== Activity 1 ==
According to the research project descriptions, which two verb properties are the sentence processing experiments most interested in?
== Activity 2 ==
From the research project descriptions, copy word for word the passage starting at "Contrastive Academic Cultures" and ending at "community. (Mary Call)".

Contrastive Academic Cultures
A contrastive examination of differences that may exist in academic cultures. Data is collected during interviews with international students and with Montclair State professors and analyzed with the goal of creating materials that will help international students integrate more smoothly into Montclair’s academic community. (Mary Call)
Sentence Processing
We are conducting on-line sentence processing experiments to investigate the role of various properties of verbs on sentence comprehension. We are particularly interested in the roles of transitivity and telicity, and our experiments are intended to determine the point in the comprehension of a sentence at which verb properties come into play — whether at the moment that the verb is encountered or at a later point when a syntactic or semantic structure is assigned to a phrase or sentence. The broader significance of this research is that it attempts to determine which properties of sentences are based on the lexical characteristics of individual words, and which are the result of a higher level of syntactic and semantic processing. (Mary Call)

== Recorded information ==
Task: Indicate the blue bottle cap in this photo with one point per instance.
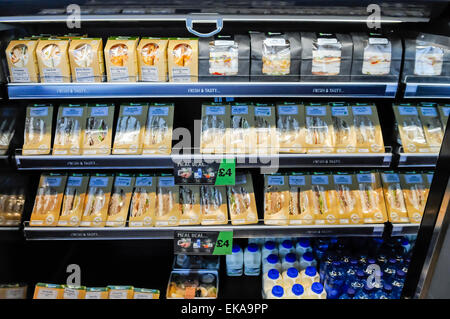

== Exercise response 1 ==
Transitivity and telicity.

== Exercise response 2 ==
Contrastive Academic Cultures
A contrastive examination of differences that may exist in academic cultures. Data is collected during interviews with international students and with Montclair State professors and analyzed with the goal of creating materials that will help international students integrate more smoothly into Montclair’s academic community. (Mary Call)